Brief -
Lines from the listing below that contain the string "stair" are to be reported.

Data shown -
BEGIN

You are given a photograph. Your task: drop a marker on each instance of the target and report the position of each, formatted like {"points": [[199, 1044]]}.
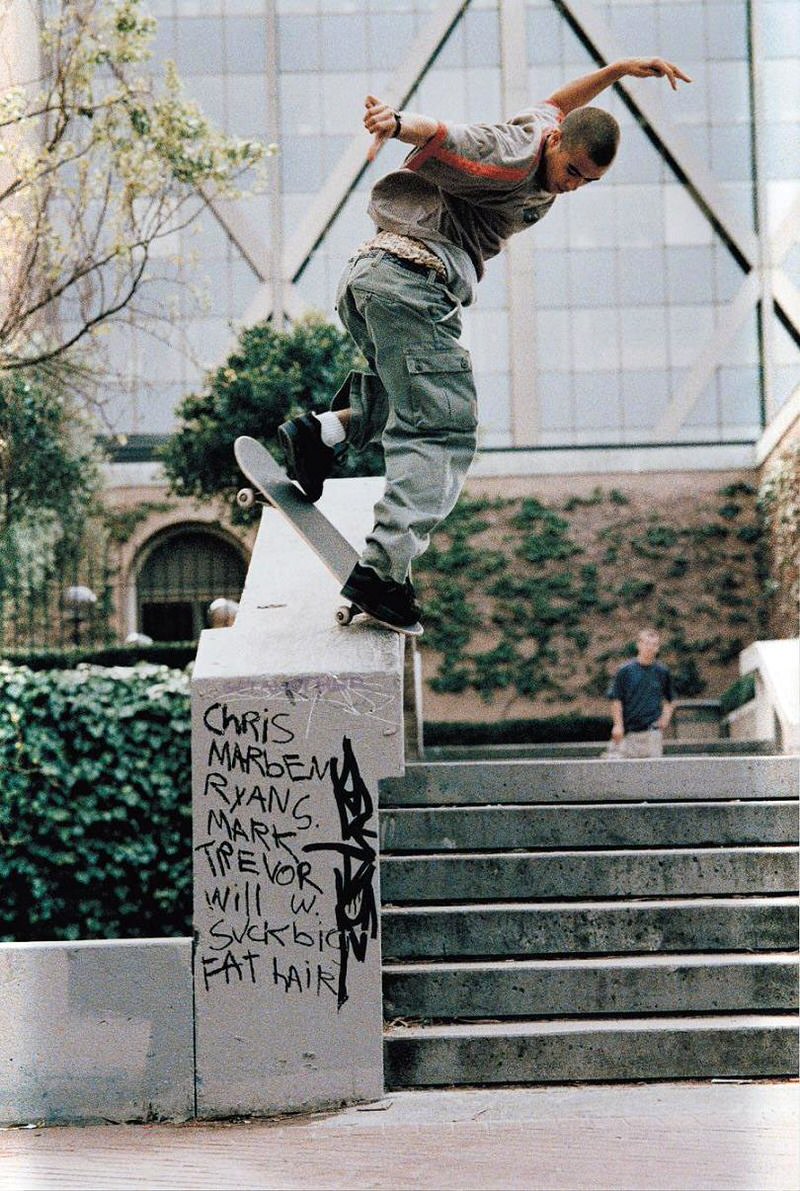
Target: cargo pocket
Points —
{"points": [[441, 390]]}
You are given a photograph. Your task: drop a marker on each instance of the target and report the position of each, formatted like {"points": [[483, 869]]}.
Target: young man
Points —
{"points": [[462, 192], [642, 693]]}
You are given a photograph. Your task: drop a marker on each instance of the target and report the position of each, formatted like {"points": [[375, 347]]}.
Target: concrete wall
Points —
{"points": [[95, 1032], [294, 722]]}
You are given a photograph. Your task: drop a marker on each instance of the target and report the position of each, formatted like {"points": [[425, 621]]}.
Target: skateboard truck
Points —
{"points": [[332, 549]]}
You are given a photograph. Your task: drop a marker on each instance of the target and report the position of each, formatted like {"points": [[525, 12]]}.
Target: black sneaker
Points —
{"points": [[382, 598], [307, 459]]}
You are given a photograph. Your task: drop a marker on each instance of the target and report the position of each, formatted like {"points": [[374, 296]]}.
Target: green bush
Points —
{"points": [[176, 654], [94, 803], [738, 693]]}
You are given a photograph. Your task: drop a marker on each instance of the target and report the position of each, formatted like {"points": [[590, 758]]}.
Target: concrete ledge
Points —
{"points": [[667, 779], [570, 987], [97, 1032], [295, 719], [489, 877], [560, 1052], [419, 829], [588, 928]]}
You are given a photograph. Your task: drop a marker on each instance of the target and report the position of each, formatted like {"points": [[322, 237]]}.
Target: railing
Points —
{"points": [[774, 712]]}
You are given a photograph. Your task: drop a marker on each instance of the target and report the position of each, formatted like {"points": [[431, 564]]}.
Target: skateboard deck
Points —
{"points": [[331, 548]]}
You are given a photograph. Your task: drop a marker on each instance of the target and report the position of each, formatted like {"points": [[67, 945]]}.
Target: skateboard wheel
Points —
{"points": [[344, 615]]}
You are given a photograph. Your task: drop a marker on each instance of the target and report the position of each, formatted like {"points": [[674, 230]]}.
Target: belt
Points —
{"points": [[425, 270]]}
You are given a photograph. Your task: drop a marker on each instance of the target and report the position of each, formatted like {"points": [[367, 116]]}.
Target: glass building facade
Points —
{"points": [[661, 305]]}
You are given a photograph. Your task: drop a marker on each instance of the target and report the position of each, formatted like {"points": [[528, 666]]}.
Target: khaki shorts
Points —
{"points": [[637, 744]]}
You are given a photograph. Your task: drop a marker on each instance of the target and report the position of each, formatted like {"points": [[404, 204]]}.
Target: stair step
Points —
{"points": [[588, 825], [666, 779], [489, 877], [567, 987], [639, 1048], [558, 928], [695, 746]]}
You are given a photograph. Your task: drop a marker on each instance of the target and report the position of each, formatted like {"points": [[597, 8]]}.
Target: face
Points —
{"points": [[567, 169], [648, 647]]}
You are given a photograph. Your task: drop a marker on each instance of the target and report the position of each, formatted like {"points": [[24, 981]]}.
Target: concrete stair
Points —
{"points": [[589, 920]]}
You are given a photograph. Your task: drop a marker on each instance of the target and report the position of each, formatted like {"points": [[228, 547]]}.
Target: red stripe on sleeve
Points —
{"points": [[422, 155]]}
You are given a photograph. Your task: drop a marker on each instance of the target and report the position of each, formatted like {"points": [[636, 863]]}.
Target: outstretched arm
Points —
{"points": [[582, 91]]}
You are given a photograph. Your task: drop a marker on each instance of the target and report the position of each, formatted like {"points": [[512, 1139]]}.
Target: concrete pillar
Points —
{"points": [[294, 722]]}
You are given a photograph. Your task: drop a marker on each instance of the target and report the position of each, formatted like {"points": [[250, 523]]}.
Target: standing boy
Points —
{"points": [[462, 192], [642, 693]]}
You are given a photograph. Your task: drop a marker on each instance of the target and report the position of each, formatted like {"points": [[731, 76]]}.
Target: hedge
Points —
{"points": [[738, 693], [95, 808], [176, 654]]}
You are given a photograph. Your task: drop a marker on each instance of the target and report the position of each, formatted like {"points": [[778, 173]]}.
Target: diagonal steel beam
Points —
{"points": [[352, 163], [707, 360], [692, 172]]}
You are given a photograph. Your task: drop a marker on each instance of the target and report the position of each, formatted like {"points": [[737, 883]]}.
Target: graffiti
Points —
{"points": [[281, 908]]}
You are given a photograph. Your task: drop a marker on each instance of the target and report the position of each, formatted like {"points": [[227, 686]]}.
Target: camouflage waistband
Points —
{"points": [[406, 248]]}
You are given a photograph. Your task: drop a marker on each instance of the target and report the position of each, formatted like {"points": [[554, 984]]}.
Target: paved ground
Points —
{"points": [[668, 1136]]}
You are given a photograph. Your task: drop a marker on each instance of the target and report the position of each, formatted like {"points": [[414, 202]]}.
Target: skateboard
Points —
{"points": [[330, 547]]}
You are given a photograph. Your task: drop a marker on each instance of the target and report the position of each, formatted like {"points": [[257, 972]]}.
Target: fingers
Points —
{"points": [[380, 122], [664, 69]]}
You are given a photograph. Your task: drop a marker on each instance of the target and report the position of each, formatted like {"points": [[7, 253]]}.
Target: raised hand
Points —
{"points": [[658, 68], [380, 120]]}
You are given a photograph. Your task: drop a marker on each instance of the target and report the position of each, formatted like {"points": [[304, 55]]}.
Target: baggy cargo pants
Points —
{"points": [[418, 398]]}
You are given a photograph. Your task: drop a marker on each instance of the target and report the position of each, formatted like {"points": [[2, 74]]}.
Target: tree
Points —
{"points": [[272, 375], [49, 480], [98, 162]]}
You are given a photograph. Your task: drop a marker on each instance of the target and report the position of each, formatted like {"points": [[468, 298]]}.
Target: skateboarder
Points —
{"points": [[462, 191]]}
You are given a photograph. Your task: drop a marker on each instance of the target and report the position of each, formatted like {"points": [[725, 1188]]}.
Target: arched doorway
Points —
{"points": [[182, 571]]}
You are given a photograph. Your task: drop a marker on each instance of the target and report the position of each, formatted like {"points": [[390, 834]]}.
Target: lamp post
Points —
{"points": [[80, 603], [222, 612]]}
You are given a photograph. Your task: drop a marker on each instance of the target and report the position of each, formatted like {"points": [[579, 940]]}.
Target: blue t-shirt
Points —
{"points": [[641, 691]]}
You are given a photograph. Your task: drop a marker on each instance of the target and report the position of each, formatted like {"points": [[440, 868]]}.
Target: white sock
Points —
{"points": [[331, 429]]}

END

Your solution -
Target: stair step
Target: concrete stair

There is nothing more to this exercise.